* BEGIN Exercise input *

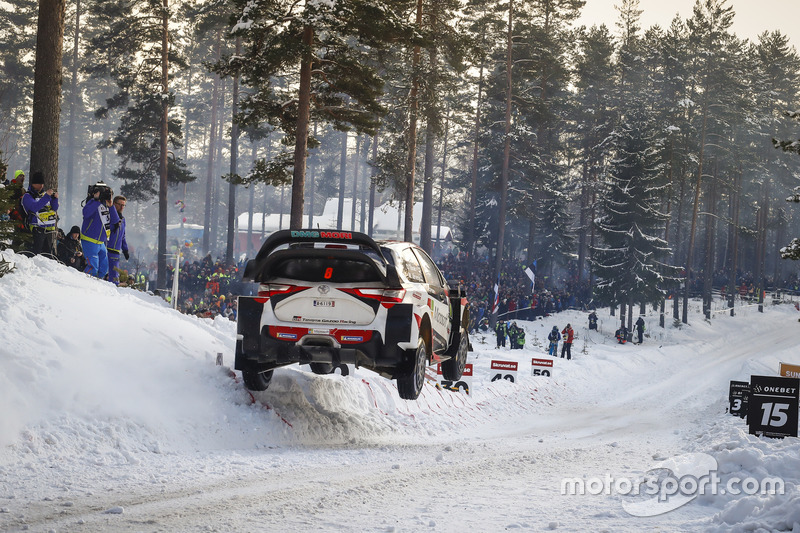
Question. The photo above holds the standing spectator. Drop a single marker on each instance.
(640, 328)
(513, 335)
(116, 241)
(70, 251)
(41, 207)
(500, 330)
(96, 228)
(569, 336)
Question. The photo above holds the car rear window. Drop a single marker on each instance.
(326, 269)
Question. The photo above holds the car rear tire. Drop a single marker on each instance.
(322, 368)
(409, 385)
(453, 368)
(255, 380)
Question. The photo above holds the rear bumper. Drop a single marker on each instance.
(257, 348)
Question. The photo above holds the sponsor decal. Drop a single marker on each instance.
(324, 320)
(790, 371)
(504, 365)
(321, 234)
(335, 235)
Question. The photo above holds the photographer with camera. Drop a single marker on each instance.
(98, 217)
(41, 218)
(117, 244)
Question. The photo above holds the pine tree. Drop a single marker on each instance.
(629, 263)
(792, 250)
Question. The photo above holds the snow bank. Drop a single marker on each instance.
(95, 380)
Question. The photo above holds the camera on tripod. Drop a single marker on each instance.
(105, 191)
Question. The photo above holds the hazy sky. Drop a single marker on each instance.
(752, 16)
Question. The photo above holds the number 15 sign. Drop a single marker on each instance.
(773, 406)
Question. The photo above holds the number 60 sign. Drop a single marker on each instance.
(542, 367)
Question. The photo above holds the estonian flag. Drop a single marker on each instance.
(530, 271)
(496, 305)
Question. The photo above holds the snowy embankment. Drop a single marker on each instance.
(112, 402)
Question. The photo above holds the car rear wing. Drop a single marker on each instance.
(256, 266)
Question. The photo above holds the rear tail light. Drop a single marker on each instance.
(387, 297)
(268, 290)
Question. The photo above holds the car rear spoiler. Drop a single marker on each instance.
(282, 237)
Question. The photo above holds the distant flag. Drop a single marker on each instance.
(530, 271)
(496, 305)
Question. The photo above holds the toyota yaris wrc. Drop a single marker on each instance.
(330, 297)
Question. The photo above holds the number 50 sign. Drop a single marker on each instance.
(773, 406)
(541, 367)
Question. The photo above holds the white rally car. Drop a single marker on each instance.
(330, 297)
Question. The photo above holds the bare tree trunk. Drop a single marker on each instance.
(372, 188)
(761, 237)
(441, 188)
(473, 190)
(363, 221)
(212, 139)
(232, 233)
(162, 189)
(708, 274)
(301, 142)
(251, 207)
(47, 91)
(312, 185)
(734, 239)
(690, 251)
(427, 192)
(342, 178)
(73, 111)
(501, 225)
(413, 104)
(356, 168)
(583, 215)
(216, 203)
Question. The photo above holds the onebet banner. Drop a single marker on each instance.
(504, 370)
(790, 371)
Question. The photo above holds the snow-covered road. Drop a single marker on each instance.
(136, 429)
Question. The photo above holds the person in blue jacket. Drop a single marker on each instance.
(41, 218)
(98, 218)
(116, 243)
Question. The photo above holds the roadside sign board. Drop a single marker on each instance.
(504, 370)
(541, 367)
(790, 371)
(739, 398)
(773, 406)
(465, 383)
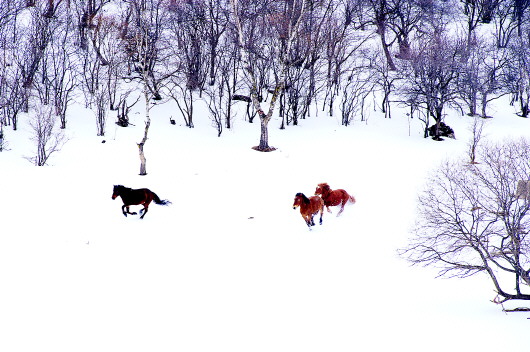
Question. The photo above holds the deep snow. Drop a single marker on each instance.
(230, 266)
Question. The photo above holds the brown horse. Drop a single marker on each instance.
(135, 197)
(309, 207)
(333, 197)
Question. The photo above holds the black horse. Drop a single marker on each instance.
(136, 196)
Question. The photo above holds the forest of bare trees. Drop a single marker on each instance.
(288, 57)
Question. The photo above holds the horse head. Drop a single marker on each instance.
(299, 199)
(321, 189)
(116, 191)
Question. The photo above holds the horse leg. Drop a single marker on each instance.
(143, 211)
(342, 204)
(125, 210)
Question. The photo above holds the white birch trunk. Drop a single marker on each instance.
(251, 77)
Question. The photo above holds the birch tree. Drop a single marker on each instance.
(285, 22)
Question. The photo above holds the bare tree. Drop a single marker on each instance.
(286, 23)
(516, 73)
(470, 220)
(60, 64)
(430, 77)
(47, 138)
(146, 47)
(477, 127)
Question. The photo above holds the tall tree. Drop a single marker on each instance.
(476, 219)
(285, 18)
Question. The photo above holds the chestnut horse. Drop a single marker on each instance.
(309, 207)
(333, 197)
(135, 197)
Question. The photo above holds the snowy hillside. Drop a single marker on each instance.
(230, 266)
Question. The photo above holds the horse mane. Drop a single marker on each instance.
(324, 186)
(304, 198)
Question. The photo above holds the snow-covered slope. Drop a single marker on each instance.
(230, 266)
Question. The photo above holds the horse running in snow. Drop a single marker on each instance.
(333, 197)
(141, 196)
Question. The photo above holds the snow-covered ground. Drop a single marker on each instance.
(230, 266)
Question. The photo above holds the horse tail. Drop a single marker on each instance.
(159, 201)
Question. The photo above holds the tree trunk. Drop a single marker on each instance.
(143, 170)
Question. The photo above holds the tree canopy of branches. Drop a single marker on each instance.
(475, 218)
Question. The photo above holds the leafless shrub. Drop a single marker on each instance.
(470, 220)
(48, 138)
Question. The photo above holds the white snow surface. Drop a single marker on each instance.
(229, 265)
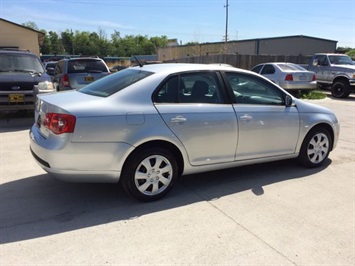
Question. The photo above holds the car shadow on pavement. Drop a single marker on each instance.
(15, 123)
(40, 206)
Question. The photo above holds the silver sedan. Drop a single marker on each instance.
(145, 126)
(288, 76)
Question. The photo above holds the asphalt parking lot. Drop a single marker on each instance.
(269, 214)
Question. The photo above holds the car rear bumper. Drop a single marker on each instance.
(299, 85)
(77, 162)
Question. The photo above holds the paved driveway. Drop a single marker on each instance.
(269, 214)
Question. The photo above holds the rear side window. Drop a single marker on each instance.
(268, 69)
(290, 67)
(113, 83)
(84, 66)
(248, 89)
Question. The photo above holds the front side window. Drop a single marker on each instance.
(268, 69)
(113, 83)
(249, 89)
(200, 87)
(20, 63)
(86, 65)
(257, 68)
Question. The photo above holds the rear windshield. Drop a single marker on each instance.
(115, 82)
(86, 65)
(290, 67)
(20, 63)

* END Exercise input *

:: Written problem ::
Duplicate every line of the items above without changing anything. Leave the pictures out of your answer.

:: Exercise result ::
Question. The photo above holds the standing spectator. Drop a single marker on each instance.
(640, 328)
(513, 335)
(116, 241)
(70, 251)
(41, 207)
(500, 330)
(96, 228)
(569, 336)
Question. The photo above holds the car rear window. Drop a single marker on each instance.
(326, 269)
Question. The photo above holds the car rear tire. Drop a single marker on each instance.
(322, 368)
(409, 385)
(453, 368)
(255, 380)
Question. The photo above holds the rear bumper. Drop a single marker on each instance.
(257, 348)
Question. The photo above holds the sponsor decal. Drop a single marker on each instance.
(324, 320)
(790, 371)
(504, 365)
(321, 234)
(335, 235)
Question. The photo above holds the photographer with camera. Drop a single marker on each instance.
(98, 217)
(41, 218)
(117, 244)
Question. The photo above holds the pine tree. Drop a single marker on each instance.
(629, 263)
(792, 250)
Question. The photo above holds the snow bank. Drop a single marker on each instance.
(95, 380)
Question. The photo above holds the camera on tripod. Drop a single marker on each instance.
(105, 191)
Question. The photo above holds the hazy sky. Drop a single marker on each instance.
(752, 16)
Question. The photo above holds the number 15 sign. Drop a single marker on each instance.
(773, 406)
Question. The photo above holds the number 60 sign. Drop a single marker on each instance.
(542, 367)
Question. The photo above holds the estonian flag. Drop a single marker on each instance.
(530, 271)
(496, 305)
Question. The photo above holds the snowy embankment. Drop a single marker on each instance.
(112, 402)
Question. The photo above holds the car rear wing. Drop a single marker on each instance.
(256, 266)
Question. The photo above holds the rear tail light. Drop a single marker on each instance.
(387, 297)
(268, 290)
Question. The photo above holds the car rear spoiler. Drop a single marker on each instance.
(282, 237)
Question. The photo above holds the distant flag. Drop a single marker on each instance.
(530, 271)
(496, 305)
Question. The photo above holds the toyota yaris wrc. Drop a single marker on each instance.
(330, 297)
Question. The photo above holds the number 50 sign. Drop a single marker on each instance.
(773, 406)
(541, 367)
Question. The photo above holds the white rally car. Drop a single marker on each instance.
(330, 297)
Question. The photo above holds the bare tree trunk. Drop a single marker on each instance.
(372, 188)
(761, 237)
(441, 188)
(473, 190)
(363, 221)
(212, 139)
(232, 233)
(162, 189)
(708, 274)
(301, 142)
(251, 207)
(47, 91)
(312, 185)
(734, 239)
(690, 251)
(427, 192)
(342, 178)
(73, 111)
(501, 225)
(413, 104)
(356, 168)
(583, 215)
(216, 203)
Question. The photo above holds the onebet banner. Drop a single marker on each instance.
(504, 370)
(790, 371)
Question. The photo above holds the snow-covered road. Drop a single marker on each instance.
(136, 429)
Question. The photo above holds the person in blue jacket. Drop a single marker on each instance.
(41, 218)
(98, 218)
(116, 243)
Question. The photo above holds the roadside sign board. Drop a single marker on each instance.
(504, 370)
(541, 367)
(790, 371)
(739, 398)
(773, 406)
(465, 383)
Question. The photo above holds the deep snow. Drop a single marker on each instance.
(230, 266)
Question. The photo above holds the brown horse. Drop a single marker on each instance.
(135, 197)
(309, 207)
(333, 197)
Question. The photo above holds the black horse. Drop a single marker on each instance.
(136, 196)
Question. The photo above holds the forest of bare trees. Drop a single marker on each instance.
(288, 57)
Question. The photo above holds the horse head. Drop a single marker on each instance.
(299, 199)
(321, 189)
(116, 191)
Question. The photo above holds the horse leg. Drop a single marker on each instance.
(143, 211)
(342, 204)
(125, 210)
Question. The photo above holds the white birch trunk. Drop a single marker on each instance.
(251, 77)
Question. The photo above holds the birch tree. Drop a single marker on each instance.
(285, 22)
Question. The photo above holds the bare tree. Drop a single marker on each instance.
(286, 23)
(516, 73)
(470, 220)
(60, 64)
(430, 77)
(47, 138)
(146, 47)
(477, 127)
Question. The photo above holds the tall tree. Drop a single marker on each instance.
(476, 219)
(285, 18)
Question. The photo above holds the chestnut horse. Drop a single marker on each instance.
(309, 207)
(333, 197)
(135, 197)
Question. The photo above holds the snowy hillside. Drop a single marker on each instance.
(230, 266)
Question. The photo above holds the horse mane. Drop a single marker on each instance.
(324, 186)
(304, 198)
Question. The photo above holds the snow-covered slope. Drop a single marker on each instance.
(230, 266)
Question. The photo above holds the horse running in snow. Drop a single marker on each instance.
(333, 197)
(141, 196)
Question. The photo above holds the snow-covered ground. Drop a single marker on each instance.
(230, 266)
Question. The photo above holds the horse tail. Drop a single marker on each instance.
(159, 201)
Question. The photo above holds the tree trunk. Drop a single marker on each instance.
(143, 170)
Question. The photo above holds the tree canopy of branches. Drop a single marker on each instance.
(475, 218)
Question. The photo above holds the leafless shrub. Drop a single marker on each instance.
(470, 220)
(48, 138)
Question. The photo above holds the white snow surface. Drop a single marker on each instance.
(229, 265)
Question. The photo above holds the car shadow on pavement. Drop a single marker on each instance.
(15, 123)
(40, 206)
Question. The photo above holds the silver sedan. Drop a single marker on each instance.
(145, 126)
(288, 76)
Question. The photo above holds the asphalt parking lot. Drop a single marker on each instance.
(269, 214)
Question. The photo above holds the car rear bumper. Drop a single marker on each instance.
(299, 85)
(77, 162)
Question. The photo above holds the paved driveway. Drop a single marker on each instance.
(269, 214)
Question. The photo above holds the rear side window. Drop a single marker on each instance.
(268, 69)
(290, 67)
(113, 83)
(84, 66)
(248, 89)
Question. The photo above holds the front side window. Drop a single marker on each instance.
(268, 69)
(113, 83)
(249, 89)
(200, 87)
(20, 63)
(86, 65)
(257, 68)
Question. The photo above holds the rear windshield. Drop a single marker on each instance.
(115, 82)
(86, 65)
(290, 67)
(20, 63)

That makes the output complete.